WORK REQUIRED:
Copy the data from the line that contains "of the pink" to its last line, exactly, including both of those lines and leaving out everything before.

-- START INFORMATION PROVIDED --

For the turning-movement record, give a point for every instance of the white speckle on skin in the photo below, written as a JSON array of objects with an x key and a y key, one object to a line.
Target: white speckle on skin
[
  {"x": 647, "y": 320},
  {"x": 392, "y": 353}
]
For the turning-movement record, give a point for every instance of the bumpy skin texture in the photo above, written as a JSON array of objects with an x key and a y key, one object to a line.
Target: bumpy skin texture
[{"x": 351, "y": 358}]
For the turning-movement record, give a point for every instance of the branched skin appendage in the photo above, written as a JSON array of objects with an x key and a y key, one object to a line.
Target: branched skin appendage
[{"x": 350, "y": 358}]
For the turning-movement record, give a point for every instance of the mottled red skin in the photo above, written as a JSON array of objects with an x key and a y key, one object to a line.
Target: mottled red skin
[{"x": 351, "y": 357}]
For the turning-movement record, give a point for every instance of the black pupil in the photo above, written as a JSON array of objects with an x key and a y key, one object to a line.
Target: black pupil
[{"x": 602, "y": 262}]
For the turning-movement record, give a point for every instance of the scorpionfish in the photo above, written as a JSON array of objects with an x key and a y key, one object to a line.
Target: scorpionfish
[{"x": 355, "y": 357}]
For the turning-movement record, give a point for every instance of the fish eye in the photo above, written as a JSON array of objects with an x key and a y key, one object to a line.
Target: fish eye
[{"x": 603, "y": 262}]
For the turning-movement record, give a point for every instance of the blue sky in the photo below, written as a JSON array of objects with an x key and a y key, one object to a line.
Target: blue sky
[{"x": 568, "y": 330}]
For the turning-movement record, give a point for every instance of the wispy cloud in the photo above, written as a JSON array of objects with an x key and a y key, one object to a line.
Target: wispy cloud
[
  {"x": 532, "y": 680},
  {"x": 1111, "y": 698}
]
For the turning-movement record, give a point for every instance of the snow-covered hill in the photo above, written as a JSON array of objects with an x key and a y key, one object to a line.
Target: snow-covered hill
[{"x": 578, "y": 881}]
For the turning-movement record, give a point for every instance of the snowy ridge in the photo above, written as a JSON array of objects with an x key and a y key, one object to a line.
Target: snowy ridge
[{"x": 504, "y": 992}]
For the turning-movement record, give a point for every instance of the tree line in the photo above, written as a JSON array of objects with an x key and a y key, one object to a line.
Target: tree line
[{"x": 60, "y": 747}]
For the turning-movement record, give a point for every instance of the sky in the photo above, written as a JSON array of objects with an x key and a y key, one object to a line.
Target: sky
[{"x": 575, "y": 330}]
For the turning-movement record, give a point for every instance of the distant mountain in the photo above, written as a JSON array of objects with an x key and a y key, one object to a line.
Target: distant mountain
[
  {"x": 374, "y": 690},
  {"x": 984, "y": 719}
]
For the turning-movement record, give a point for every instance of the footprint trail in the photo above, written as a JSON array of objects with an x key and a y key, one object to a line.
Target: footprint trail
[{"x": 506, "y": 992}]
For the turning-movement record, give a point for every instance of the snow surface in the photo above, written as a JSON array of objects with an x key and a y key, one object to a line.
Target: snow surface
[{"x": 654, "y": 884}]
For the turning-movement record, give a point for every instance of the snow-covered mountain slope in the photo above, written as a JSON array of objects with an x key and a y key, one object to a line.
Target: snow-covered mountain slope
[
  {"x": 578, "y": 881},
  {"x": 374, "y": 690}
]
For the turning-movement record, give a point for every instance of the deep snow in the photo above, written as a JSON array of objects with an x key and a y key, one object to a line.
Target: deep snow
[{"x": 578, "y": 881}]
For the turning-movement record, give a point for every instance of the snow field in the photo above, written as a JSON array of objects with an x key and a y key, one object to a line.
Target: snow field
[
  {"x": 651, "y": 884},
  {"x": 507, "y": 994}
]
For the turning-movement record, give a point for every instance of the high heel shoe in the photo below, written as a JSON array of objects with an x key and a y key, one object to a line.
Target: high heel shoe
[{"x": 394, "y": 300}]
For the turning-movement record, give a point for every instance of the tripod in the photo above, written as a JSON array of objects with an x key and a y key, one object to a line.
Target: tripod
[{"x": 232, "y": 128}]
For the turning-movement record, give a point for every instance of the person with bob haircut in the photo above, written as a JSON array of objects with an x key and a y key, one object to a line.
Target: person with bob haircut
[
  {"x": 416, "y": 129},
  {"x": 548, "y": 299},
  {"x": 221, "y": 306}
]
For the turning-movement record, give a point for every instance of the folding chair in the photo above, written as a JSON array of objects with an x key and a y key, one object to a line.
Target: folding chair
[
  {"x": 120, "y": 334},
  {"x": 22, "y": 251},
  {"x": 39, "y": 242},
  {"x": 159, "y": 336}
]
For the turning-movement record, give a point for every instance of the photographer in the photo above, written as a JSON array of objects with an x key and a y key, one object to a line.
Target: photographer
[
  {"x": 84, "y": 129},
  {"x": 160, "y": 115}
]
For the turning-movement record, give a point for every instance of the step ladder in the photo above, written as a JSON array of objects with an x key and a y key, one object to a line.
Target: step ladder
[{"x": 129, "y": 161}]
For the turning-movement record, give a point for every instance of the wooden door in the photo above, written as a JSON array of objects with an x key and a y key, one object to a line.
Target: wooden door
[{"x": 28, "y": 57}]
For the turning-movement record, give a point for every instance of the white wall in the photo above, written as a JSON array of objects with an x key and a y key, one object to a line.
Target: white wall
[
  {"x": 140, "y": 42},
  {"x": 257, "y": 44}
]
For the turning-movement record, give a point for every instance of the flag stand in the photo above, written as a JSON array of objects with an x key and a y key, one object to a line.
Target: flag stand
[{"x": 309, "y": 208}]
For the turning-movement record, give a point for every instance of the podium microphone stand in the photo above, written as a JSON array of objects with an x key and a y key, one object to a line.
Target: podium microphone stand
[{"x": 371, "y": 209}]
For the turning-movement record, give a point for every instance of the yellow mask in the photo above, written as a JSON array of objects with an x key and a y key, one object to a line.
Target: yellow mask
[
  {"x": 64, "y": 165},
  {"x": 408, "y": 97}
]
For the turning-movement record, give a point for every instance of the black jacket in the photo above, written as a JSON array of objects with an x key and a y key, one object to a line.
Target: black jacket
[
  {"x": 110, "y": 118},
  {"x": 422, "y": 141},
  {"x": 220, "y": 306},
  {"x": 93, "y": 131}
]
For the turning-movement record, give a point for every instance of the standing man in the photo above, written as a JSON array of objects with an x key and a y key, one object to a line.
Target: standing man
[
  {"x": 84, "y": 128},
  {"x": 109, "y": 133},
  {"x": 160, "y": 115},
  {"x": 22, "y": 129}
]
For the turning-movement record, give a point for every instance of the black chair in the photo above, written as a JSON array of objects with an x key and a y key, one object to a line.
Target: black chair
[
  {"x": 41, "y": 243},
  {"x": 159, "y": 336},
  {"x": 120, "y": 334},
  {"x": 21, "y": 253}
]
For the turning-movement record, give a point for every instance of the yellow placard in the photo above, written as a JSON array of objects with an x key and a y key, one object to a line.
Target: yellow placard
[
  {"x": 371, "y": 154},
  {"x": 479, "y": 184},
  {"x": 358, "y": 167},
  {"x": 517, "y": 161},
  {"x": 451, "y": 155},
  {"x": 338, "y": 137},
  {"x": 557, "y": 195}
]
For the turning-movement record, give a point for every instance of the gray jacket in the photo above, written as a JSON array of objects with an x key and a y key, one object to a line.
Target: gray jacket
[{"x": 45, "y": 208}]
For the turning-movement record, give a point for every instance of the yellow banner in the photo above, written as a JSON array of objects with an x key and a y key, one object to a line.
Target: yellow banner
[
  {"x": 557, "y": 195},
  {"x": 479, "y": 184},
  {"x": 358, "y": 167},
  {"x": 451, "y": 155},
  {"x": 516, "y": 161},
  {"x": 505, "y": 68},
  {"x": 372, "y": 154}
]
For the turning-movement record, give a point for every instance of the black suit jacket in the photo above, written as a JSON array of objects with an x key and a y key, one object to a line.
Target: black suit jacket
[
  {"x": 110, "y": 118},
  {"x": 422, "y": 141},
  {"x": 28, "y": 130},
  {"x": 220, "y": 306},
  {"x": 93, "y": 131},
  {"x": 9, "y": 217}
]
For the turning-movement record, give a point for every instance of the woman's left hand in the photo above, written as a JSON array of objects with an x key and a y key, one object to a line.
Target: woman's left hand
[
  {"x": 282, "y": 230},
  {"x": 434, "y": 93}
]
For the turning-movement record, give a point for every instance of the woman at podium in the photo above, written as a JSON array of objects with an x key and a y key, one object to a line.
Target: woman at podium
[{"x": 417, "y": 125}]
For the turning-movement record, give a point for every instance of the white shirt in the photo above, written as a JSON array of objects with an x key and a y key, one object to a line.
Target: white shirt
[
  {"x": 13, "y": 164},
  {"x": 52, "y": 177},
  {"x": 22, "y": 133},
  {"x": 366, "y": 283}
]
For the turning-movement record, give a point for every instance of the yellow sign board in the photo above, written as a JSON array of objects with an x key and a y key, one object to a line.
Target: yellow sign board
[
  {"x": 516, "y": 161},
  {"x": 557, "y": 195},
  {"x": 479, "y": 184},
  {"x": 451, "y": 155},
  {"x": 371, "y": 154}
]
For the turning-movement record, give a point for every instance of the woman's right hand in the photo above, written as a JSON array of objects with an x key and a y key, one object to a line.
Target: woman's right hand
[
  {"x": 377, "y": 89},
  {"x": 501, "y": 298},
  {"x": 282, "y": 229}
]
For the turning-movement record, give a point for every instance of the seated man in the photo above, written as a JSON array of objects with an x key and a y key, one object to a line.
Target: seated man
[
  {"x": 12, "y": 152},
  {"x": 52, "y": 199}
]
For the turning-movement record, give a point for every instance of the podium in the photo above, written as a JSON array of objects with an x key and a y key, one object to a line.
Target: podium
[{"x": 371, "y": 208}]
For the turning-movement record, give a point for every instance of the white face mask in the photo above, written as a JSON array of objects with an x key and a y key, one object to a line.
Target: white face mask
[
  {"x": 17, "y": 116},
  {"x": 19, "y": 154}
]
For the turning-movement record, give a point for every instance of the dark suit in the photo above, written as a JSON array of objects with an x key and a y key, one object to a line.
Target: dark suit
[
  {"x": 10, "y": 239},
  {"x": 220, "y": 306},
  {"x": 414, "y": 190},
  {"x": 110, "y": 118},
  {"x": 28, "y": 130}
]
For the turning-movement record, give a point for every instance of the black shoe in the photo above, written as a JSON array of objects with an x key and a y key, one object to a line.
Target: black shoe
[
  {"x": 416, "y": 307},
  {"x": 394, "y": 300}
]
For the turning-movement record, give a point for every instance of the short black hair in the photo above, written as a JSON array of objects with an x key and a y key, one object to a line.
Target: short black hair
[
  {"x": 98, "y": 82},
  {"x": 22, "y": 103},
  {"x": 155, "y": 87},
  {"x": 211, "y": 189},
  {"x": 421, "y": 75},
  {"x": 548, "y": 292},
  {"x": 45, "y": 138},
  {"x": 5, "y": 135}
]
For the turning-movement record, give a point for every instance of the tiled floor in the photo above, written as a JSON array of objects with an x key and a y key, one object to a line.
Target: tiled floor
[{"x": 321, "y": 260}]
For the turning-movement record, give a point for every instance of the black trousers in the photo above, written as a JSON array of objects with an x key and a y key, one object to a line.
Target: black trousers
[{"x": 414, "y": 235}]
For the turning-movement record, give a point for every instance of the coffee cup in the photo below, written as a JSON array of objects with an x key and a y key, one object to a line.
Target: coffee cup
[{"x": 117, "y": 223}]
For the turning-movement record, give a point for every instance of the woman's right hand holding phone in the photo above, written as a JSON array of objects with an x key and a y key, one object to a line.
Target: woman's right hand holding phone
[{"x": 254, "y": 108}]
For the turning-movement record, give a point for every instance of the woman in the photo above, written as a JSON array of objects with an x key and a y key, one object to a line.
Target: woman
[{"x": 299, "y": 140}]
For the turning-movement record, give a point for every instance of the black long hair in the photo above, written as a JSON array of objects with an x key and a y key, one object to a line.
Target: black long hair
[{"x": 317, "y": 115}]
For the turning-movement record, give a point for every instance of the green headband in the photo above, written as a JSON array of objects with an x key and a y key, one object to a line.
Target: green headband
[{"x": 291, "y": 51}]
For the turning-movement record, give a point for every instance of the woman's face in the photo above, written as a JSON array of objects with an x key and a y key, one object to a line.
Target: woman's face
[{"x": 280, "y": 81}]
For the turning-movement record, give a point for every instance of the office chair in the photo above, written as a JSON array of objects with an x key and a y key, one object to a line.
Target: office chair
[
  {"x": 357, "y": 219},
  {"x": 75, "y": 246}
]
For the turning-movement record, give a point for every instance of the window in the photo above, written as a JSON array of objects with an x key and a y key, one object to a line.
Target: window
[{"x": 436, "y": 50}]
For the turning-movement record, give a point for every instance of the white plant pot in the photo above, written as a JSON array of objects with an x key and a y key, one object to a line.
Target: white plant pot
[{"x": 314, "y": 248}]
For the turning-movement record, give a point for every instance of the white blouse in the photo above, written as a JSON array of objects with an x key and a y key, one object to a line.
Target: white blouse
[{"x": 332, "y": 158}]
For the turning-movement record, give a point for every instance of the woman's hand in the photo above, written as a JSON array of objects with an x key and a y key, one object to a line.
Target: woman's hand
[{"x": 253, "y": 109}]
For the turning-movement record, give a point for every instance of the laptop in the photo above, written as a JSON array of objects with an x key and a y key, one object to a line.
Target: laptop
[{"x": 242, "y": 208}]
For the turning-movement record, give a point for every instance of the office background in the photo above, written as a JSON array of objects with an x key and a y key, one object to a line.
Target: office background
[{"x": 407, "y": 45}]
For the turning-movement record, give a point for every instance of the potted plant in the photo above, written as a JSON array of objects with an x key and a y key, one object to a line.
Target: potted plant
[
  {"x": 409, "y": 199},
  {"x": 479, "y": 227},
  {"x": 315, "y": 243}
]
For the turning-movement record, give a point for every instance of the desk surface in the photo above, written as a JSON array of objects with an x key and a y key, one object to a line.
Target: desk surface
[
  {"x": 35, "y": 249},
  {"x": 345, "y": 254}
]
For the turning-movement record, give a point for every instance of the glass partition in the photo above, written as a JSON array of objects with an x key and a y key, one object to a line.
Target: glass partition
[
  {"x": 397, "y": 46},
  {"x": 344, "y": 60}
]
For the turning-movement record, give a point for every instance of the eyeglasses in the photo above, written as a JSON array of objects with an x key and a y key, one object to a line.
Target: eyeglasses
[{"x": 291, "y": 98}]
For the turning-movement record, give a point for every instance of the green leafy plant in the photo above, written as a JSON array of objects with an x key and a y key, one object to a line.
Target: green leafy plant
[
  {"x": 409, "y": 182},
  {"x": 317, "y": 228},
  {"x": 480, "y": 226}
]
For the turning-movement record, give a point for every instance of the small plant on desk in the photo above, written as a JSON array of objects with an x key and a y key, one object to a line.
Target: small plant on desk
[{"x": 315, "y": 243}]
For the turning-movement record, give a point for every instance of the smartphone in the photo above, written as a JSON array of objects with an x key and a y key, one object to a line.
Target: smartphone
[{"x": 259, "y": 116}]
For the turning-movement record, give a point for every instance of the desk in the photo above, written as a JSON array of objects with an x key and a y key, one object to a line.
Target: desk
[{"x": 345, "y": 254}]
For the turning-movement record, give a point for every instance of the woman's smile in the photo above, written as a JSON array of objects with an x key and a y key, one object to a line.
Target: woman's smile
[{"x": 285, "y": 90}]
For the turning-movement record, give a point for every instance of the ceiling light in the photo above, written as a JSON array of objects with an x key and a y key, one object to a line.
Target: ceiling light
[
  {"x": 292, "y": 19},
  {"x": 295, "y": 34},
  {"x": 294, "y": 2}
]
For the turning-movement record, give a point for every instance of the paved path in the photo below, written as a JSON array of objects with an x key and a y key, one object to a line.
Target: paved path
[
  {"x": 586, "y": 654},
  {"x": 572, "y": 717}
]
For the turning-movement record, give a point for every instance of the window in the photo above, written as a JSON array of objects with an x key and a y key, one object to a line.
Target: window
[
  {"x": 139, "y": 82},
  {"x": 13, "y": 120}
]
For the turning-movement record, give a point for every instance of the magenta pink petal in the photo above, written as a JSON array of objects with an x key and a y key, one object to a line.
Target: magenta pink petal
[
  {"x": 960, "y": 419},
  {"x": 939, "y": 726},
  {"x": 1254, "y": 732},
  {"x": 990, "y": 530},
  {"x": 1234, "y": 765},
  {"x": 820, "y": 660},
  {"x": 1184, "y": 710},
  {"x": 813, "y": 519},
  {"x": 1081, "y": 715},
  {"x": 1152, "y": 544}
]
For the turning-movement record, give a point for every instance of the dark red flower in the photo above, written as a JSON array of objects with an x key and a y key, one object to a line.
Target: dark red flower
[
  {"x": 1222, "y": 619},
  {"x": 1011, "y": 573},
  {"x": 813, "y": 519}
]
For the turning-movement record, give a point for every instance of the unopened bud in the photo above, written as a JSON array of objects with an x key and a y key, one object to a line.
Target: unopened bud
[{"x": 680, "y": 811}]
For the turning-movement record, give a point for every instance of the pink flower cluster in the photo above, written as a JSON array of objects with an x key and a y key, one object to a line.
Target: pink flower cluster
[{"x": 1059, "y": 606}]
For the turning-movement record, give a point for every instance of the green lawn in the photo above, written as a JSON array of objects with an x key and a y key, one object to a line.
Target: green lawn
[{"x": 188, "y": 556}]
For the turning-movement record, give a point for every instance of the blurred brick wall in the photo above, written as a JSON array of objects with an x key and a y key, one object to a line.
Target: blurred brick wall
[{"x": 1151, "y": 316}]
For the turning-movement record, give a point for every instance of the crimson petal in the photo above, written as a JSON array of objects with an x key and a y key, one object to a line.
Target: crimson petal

-- END INFORMATION PROVIDED --

IN RESPONSE:
For the turning-movement record, give a point for every instance of the pink flower cluster in the photo above, written as a JSON array of objects with an x key and a y key, one object to a line.
Target: pink flower cluster
[{"x": 1059, "y": 606}]
For the turning-movement record, give a point for every instance of the green lawn in the photo above, written as a JSON array of objects with an x key and a y key, one object to a line.
Target: green lawn
[{"x": 188, "y": 556}]
For the turning-movement record, give a point for every instance of the blurred brick wall in the photo above, written as a JSON array of objects with an x key and a y key, one object to a line.
Target: blurred brick wall
[{"x": 1151, "y": 316}]
For the turning-movement record, give a point for every instance of the crimson petal in the photo above, written as a JSON array of objects with an x key and a y key, one object to a line.
Target: crimson petal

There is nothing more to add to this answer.